*TASK REQUIREMENTS*.
What follows is a set of records, each of which is to be written out exactly.

*MATERIAL TO PROCESS*.
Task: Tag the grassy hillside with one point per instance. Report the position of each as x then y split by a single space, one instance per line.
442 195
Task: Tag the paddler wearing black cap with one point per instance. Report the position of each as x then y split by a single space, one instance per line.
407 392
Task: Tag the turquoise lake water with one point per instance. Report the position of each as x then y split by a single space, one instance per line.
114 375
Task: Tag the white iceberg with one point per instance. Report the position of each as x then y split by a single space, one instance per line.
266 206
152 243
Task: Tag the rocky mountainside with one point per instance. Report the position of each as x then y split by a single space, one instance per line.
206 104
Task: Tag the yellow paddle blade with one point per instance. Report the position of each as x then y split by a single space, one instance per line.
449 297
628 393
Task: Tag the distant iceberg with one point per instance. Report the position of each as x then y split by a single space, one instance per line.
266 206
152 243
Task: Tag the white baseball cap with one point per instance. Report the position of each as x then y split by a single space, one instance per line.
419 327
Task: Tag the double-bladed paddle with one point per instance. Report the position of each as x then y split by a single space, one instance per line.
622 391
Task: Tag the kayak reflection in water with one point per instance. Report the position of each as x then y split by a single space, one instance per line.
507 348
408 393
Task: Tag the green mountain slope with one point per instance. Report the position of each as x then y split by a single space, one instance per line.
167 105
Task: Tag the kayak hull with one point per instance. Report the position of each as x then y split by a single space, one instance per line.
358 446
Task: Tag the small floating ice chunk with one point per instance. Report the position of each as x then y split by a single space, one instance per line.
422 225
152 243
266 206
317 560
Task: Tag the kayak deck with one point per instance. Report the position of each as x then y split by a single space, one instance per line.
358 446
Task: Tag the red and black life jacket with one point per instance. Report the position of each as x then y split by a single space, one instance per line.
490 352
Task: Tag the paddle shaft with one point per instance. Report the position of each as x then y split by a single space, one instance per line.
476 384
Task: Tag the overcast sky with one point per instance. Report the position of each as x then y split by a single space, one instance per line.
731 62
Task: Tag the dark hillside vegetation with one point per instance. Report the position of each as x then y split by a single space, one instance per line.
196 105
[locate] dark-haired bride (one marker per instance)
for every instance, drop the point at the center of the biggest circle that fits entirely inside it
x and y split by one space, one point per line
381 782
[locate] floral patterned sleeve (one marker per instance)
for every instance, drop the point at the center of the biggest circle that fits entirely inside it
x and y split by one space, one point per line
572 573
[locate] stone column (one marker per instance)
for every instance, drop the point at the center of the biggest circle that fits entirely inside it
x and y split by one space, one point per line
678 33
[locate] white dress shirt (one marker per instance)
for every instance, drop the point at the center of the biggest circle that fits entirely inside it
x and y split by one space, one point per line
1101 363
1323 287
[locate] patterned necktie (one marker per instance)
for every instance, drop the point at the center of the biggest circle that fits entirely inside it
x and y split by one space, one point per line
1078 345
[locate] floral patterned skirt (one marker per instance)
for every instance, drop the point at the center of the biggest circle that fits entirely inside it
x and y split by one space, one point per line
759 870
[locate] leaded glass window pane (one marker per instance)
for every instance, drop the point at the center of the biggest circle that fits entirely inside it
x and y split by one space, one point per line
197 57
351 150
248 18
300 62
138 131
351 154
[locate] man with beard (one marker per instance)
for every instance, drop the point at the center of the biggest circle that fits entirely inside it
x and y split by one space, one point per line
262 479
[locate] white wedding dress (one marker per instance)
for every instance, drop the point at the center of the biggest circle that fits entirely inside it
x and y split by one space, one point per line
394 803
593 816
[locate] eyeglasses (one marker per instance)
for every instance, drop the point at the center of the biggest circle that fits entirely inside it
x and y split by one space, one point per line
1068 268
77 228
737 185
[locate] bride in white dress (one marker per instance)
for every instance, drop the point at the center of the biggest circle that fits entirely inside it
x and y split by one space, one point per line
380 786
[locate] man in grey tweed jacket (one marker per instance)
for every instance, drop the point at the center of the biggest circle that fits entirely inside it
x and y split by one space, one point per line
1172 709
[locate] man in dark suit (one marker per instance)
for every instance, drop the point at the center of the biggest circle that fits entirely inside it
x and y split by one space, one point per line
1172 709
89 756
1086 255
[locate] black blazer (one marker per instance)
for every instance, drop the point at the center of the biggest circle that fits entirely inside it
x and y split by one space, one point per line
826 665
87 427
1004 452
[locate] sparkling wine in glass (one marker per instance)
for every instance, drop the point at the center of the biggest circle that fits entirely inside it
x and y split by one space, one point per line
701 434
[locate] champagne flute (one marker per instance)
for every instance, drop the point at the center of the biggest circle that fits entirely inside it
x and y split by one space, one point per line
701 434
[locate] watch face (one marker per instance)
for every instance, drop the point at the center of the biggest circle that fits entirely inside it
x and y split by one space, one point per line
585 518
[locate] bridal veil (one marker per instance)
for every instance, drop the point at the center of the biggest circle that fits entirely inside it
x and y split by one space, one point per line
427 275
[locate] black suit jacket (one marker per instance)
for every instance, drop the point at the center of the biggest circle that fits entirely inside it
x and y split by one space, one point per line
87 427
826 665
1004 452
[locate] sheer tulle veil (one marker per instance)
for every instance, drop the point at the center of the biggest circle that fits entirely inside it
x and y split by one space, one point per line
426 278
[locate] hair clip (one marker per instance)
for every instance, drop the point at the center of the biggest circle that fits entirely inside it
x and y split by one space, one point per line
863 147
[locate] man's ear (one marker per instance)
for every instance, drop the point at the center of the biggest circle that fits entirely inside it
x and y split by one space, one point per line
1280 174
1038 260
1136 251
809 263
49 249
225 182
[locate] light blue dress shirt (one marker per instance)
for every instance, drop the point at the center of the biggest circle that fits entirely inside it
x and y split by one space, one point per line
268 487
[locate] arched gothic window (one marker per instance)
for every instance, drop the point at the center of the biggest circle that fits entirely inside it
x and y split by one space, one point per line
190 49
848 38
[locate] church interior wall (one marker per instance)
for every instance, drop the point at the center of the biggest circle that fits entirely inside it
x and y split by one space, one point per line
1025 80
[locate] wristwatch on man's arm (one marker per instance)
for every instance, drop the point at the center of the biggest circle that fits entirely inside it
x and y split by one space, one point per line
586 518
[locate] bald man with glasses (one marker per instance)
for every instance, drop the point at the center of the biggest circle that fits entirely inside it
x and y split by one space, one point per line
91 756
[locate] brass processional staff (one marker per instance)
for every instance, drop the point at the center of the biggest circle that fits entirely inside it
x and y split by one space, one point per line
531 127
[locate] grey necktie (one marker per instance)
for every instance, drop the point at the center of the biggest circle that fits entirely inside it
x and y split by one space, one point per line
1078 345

*ANSWER SECTION*.
Task: Tag the grassy hillside with one point per instance. Report the position of each as x then y split by a single space, one instance per line.
442 195
Task: Tag the paddler wearing black cap with one point per instance. Report the position of each as x then y split by a single space, one instance per line.
407 392
Task: Tag the turquoise lake water with one point per instance. Report the position of each as x then y split by a single space, one instance per line.
114 375
Task: Tag the white iceberg with one point per instance. Report the position of each as x then y split by a single space, one instance per line.
266 206
152 243
Task: Tag the rocky mountainside with one point per instance. Report the position of each as x then y split by a single space, one instance per line.
206 104
Task: Tag the yellow paddle blade with one point per instance. Report the position of each as x then y split by a single space, one instance per line.
449 297
628 393
Task: Tag the distant iceberg with one point per instance. Report the position of each as x then y split by a single space, one instance per line.
266 206
152 243
Task: Tag the white baseball cap with one point per instance. Report the position of each as x then y split by a single space, one instance per line.
419 327
Task: Tag the double-bladed paddle with one point per instance. Report the position of each as x then y split by a single space, one instance per line.
622 391
Task: Tag the kayak reflection in water with one point per instance. Report the position of each as x then y split by a single space, one instance per line.
507 348
408 393
Task: Tag the green mountain slope with one point per instance. Report the position of each as x then y split by a single space, one instance per line.
167 105
Task: Tag the kayak hull with one point per instance. Report the position of each as x then y split by a single space, one instance per line.
358 446
Task: Tag the small floating ice chunk with one point per instance. Report the position of each as x then y split by a single space, one instance per line.
422 225
152 243
266 206
317 560
Task: Tag the kayak deck with one point per instance. Report the position of each as x then y split by a single space, one instance per line.
358 446
Task: Tag the red and black life jacket with one point per instance. Report the position of each as x then y split by a single space, one instance per line.
490 352
Task: Tag the paddle shaft with one point per instance. Report the position of each as x then y split by a single space, one instance per line.
476 384
Task: Tag the overcast sky with one point per instance. Report the position of each as x then y split by a single space, one instance per line.
731 62
Task: Tag the dark hillside vegetation with one point per instance. Report the position of each as x then y split by a single space, one instance per line.
196 105
[locate] dark-haired bride (one marker per instance)
for every instance, drop the point at the center of the biggest circle that fits entirely inside it
x and y split by one space, one point per line
381 782
[locate] floral patterned sleeve (one marker per instance)
for every instance, drop the point at the center of the biggest circle that fits entirely inside it
x and y split by one space, one point per line
572 573
[locate] stone column (one marker per instance)
for every instance, drop the point at the center of the biggest circle that fits entirely inside it
x and y split by one space, one point per line
678 33
[locate] white dress shirt (one marker per instance)
for every instance, drop the point at the center of the biggest circle that fits entirely inside it
x and y split by one space, one point per line
1101 363
1323 287
[locate] patterned necktie (one marker per instance)
for every instance, drop the point at the center of the biggest circle that fits entirely inside it
x and y split by one space, one point per line
1078 345
[locate] floral patterned skirt (one marker per instance)
for every instance, drop the point at the center of the biggest circle that fits entirely inside it
x and y split by one space, one point per line
759 870
[locate] leaded glass window pane (one marker per instance)
for every instance, drop the point at the center of the biggest circle that fits entirely inside it
x and y split by one space, one point per line
197 57
351 150
248 18
300 62
138 131
351 154
[locate] man with beard (one marker per instance)
for every instance, drop the point at the center of the biggest circle that fits entirely inside it
x and y split by one space, one point per line
262 479
[locate] white wedding dress (one marker per instance)
for every instance, drop the point at the center of the biggest circle that fits entirely inside it
x and y split by one space, one point per line
394 803
593 816
[locate] eyeglasses (one marker per instance)
for every instance, drop the point at the center of the biggest circle that fits entirely inside it
x and y split by one space, one point per line
1068 268
77 228
737 185
[locate] bride in white dress (one marker per instance)
for every instance, drop the point at the center of the biggest circle that fits entirely inside it
x and y split by one space, one point per line
380 786
[locate] man in grey tweed jacket (one marker per instance)
for every instance, drop the point at the center of the biggest circle that fits entirely inside it
x and y split by one space, one point per line
1172 709
[locate] man in dark suit (one marker per instance)
for every instance, drop the point at the center of the biggest circle that fits entirely inside it
x and y split by one space, one point per line
1172 709
89 756
1086 255
[locate] black blazer (one marker per instance)
for every instance, drop the point at the center of the biggest circle that fits entirely inside it
x and y split by one space, one point per line
826 665
87 427
1004 452
[locate] sparkling wine in glass (one marker per instance)
for every instance, drop the point at the center of the biggest circle that fits entirely inside it
x and y split by one space, one point per line
701 434
[locate] champagne flute (one marker per instance)
for every instance, drop the point at the center of the biggest circle that fits entirely inside it
x and y split by one space, one point per line
701 434
[locate] watch face (one marker per instance)
for every instance, drop the point at the center of the biggest circle that fits entirely inside it
x and y split by one space, one point per line
585 518
[locate] bridal veil (one marker per instance)
for every instance, drop the point at the center of the biggest circle that fits entirely inside it
x and y split by one space, one point per line
427 275
[locate] black suit jacket (one marker per instance)
for every instance, drop the point at the center of the biggest circle that fits entirely inside it
x and y split by one space, one point per line
87 427
826 665
1004 452
[locate] sheer tulle veil (one marker per instance)
for every instance, drop the point at the center of the biggest circle that fits entirely inside it
x and y split by one space, one point per line
426 278
[locate] hair clip (one marker per instance)
for every instance, drop the point at the center of the biggest circle that fits entirely inside it
x and y split by one space, one point per line
863 147
[locate] man's ear (one marker per instance)
for every instance, drop the point at the center of the biggest circle that fits entirely inside it
x and y split by one space, one point per line
1280 174
1038 260
1136 251
809 263
49 249
225 182
[locate] light blue dress shirt (one marker per instance)
for every instance, drop the point at the center of the biggest circle that fits entirely inside it
x and y split by one space, one point per line
268 487
[locate] arched gothic window (one marker per instance)
for every instance, drop the point at the center of the biggest circle that fits entirely inside it
x and y split by one space, one point per line
190 49
848 38
[locate] church interior wall (one marker per instance)
for every instance, drop the point at the center of the biggest circle that fits entirely inside it
x and y split by one space, one point per line
1025 80
[locate] wristwatch on man's arm (one marker per instance)
for every instance, drop the point at the center of the biggest circle that fits entirely inside it
x and y split by one space, one point per line
586 518
[locate] bald man with glasses (one marker per instance)
for every instance, drop the point at the center of the biggest circle that fits entirely inside it
x and y split by one space, one point per line
91 756
[locate] brass processional staff (one marker per instance)
for every instance, drop the point at the center of the biggest circle that fits entirely inside it
x and y split by one space, one point per line
531 127
[locate] grey necktie (one marker per instance)
for every instance, drop the point at the center of the biggest circle that fits entirely inside it
x and y split by one space, one point per line
1078 345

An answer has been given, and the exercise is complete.